### [Stored records]
^^^^
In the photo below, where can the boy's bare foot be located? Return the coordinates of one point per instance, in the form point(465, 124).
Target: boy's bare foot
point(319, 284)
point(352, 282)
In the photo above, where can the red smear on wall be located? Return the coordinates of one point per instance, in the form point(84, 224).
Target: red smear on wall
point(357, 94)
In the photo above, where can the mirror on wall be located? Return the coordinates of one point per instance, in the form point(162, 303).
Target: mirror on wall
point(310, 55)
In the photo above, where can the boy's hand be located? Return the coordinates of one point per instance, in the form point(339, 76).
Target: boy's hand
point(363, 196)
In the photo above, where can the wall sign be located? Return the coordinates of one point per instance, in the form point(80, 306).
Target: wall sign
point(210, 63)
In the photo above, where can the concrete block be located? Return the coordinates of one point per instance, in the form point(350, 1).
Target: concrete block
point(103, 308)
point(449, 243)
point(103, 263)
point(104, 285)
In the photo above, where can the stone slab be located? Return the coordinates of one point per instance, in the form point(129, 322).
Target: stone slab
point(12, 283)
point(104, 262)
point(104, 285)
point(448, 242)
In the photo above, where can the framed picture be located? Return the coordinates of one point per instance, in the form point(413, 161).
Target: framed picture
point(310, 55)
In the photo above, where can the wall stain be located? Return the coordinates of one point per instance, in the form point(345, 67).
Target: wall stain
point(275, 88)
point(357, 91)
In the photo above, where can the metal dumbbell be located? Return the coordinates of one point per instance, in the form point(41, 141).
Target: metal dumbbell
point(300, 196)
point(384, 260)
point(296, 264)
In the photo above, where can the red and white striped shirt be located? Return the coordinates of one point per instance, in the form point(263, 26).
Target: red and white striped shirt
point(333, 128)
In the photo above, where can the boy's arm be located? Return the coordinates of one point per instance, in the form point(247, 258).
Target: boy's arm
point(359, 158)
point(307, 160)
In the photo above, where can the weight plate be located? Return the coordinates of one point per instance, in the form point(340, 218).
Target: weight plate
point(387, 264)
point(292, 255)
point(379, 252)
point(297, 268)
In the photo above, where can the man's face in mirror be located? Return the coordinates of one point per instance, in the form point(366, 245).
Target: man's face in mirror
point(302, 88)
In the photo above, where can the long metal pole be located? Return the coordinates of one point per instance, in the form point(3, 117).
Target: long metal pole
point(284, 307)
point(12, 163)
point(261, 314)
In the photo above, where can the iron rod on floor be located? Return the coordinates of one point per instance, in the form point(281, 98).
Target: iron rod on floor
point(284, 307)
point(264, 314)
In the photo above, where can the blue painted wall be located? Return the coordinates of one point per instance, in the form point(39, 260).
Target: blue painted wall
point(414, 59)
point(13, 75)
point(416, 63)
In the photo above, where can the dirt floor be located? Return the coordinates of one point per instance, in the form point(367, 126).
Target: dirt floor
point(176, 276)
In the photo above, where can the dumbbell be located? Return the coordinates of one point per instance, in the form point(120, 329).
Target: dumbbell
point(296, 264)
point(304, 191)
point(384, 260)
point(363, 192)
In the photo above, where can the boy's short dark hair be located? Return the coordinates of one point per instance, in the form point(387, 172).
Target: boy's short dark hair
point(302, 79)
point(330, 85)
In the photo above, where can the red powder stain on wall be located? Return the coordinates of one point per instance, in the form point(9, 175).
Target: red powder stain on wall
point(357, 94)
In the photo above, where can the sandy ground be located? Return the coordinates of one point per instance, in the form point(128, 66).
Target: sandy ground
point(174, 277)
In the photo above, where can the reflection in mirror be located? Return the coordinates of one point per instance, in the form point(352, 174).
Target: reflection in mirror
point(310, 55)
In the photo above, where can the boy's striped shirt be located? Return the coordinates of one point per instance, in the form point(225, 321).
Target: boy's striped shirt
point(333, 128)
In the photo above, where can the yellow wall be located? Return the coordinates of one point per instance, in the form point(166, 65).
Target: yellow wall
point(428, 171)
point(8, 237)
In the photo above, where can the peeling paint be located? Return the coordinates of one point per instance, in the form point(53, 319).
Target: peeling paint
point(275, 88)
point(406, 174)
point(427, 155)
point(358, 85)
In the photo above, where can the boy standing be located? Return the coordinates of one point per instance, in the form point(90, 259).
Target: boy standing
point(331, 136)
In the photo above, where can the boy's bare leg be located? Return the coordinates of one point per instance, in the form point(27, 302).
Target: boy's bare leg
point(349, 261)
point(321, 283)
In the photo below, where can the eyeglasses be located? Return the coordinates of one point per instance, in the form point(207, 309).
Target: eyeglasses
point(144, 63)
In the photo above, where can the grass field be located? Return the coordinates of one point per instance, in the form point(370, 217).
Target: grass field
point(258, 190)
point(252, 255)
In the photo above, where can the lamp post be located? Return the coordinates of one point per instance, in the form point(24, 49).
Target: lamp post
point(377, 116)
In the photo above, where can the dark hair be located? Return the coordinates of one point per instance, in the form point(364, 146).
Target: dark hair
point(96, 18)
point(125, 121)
^^^^
### [What you should do]
From the records above, extract every line exactly as it stands.

### [Written answer]
In the photo below, where can the boy's bare foot be located? Return the coordinates of one point per instance, in the form point(465, 124).
Target: boy's bare foot
point(319, 284)
point(352, 282)
In the photo above, where can the red smear on wall be located? Return the coordinates of one point per instance, in the form point(84, 224).
Target: red smear on wall
point(357, 94)
In the photo above, where can the mirror on wall be located? Return the coordinates of one point per instance, in the form point(162, 303).
Target: mirror on wall
point(310, 55)
In the photo above, where can the boy's hand be located? Return the coordinates of one point per instance, in the form point(339, 76).
Target: boy's hand
point(363, 196)
In the photo above, where can the wall sign be located? Return the coordinates of one point per instance, in the form point(80, 306).
Target: wall sign
point(210, 63)
In the photo above, where can the concrete block be located? Return the coordinates of one point per instance, in the form point(350, 1).
Target: concrete block
point(103, 308)
point(449, 243)
point(103, 263)
point(104, 285)
In the photo above, where can the stone slab be located? Return the coordinates of one point per instance, in the form point(129, 322).
Target: stone slab
point(12, 283)
point(104, 262)
point(104, 285)
point(448, 242)
In the photo above, where can the framed picture be located? Return the coordinates of one point per instance, in the form point(413, 161).
Target: framed picture
point(310, 55)
In the photo above, where can the wall stain be located? Return the coordinates of one point per instance, in the form point(345, 67).
Target: wall stain
point(275, 88)
point(357, 91)
In the photo above, where can the metal dumbbell be located? Return the coordinates of one point per instance, in the form point(41, 141).
Target: metal dumbbell
point(300, 196)
point(384, 260)
point(296, 264)
In the photo above, where can the red and white striped shirt be located? Return the coordinates of one point per instance, in the form point(263, 26).
Target: red and white striped shirt
point(333, 128)
In the photo above, where can the boy's arm be located? Return the coordinates of one point per instance, in the form point(247, 258).
Target: boy's arm
point(359, 158)
point(307, 160)
In the photo above, where can the weight plate be located? Return the coordinates of one point per instance, in the form point(340, 218).
Target: weight plate
point(387, 264)
point(292, 255)
point(379, 252)
point(297, 268)
In the photo above, where can the man's face in mirror be located? Return the coordinates of one point per instance, in the form point(366, 245).
Target: man's face in mirror
point(302, 88)
In the photo above, where can the long metal pole be located? Return the coordinates of one point per instance, in the form point(3, 117).
Target: long metal pole
point(284, 307)
point(12, 163)
point(261, 314)
In the photo above, where can the iron rod on floor be located? Return the coordinates of one point per instance, in the form point(281, 98).
Target: iron rod on floor
point(284, 307)
point(264, 314)
In the photo above, where can the blue painted wall be located? Return the coordinates of one point per instance, in the form point(39, 260).
Target: blue painted wall
point(414, 59)
point(13, 75)
point(416, 63)
In the photo above, where can the dirt floor be located? Return the coordinates of one point per instance, in the form point(367, 126).
Target: dirt floor
point(176, 276)
In the photo above, where can the dumbbell be located? Return the coordinates of one point per instance, in the form point(120, 329).
Target: dumbbell
point(296, 264)
point(304, 191)
point(384, 260)
point(363, 192)
In the photo above, where can the boy's short dark hair be located? Return the coordinates of one point per instance, in the form point(387, 172).
Target: boy's short dark hair
point(302, 79)
point(330, 85)
In the photo above, where can the red powder stain on wall be located? Return the coordinates of one point per instance, in the form point(9, 175).
Target: red powder stain on wall
point(357, 94)
In the photo above, where can the sandy ground be located? Return the coordinates of one point per instance, in the form point(128, 66).
Target: sandy ground
point(174, 277)
In the photo above, where can the reflection in mirror be located? Return the coordinates of one point per instance, in the form point(352, 174).
Target: reflection in mirror
point(310, 55)
In the photo above, where can the boy's striped shirt be located? Return the coordinates of one point per instance, in the form point(225, 321).
Target: boy's striped shirt
point(333, 128)
In the photo above, where can the yellow wall be located? Return the coordinates of one point per instance, in the form point(166, 65).
Target: yellow wall
point(428, 171)
point(8, 237)
In the photo above, where can the peeling paint be located? Return the coordinates of one point per instance, in the form point(53, 319).
Target: peeling paint
point(275, 88)
point(406, 174)
point(427, 155)
point(358, 85)
In the photo above, where can the boy standing be located? Return the coordinates of one point per instance, in the form point(90, 259).
Target: boy standing
point(331, 136)
In the photo above, where can the boy's bare leg be located? Return the coordinates of one point per instance, in the form point(27, 302).
Target: boy's bare leg
point(349, 261)
point(321, 283)
In the photo below, where can the eyeglasses be located? Return the coordinates of one point per instance, in the form point(207, 309).
Target: eyeglasses
point(144, 63)
In the photo above, where can the grass field be located? Return the coordinates of one point per instance, in the form point(370, 217).
Target: grass field
point(258, 190)
point(252, 255)
In the photo above, where can the lamp post be located? Return the coordinates of one point per instance, in the form point(24, 49).
Target: lamp post
point(377, 116)
In the photo above, where can the dark hair be located? Return the coordinates of one point per instance, in the form point(364, 146).
Target: dark hair
point(96, 18)
point(125, 121)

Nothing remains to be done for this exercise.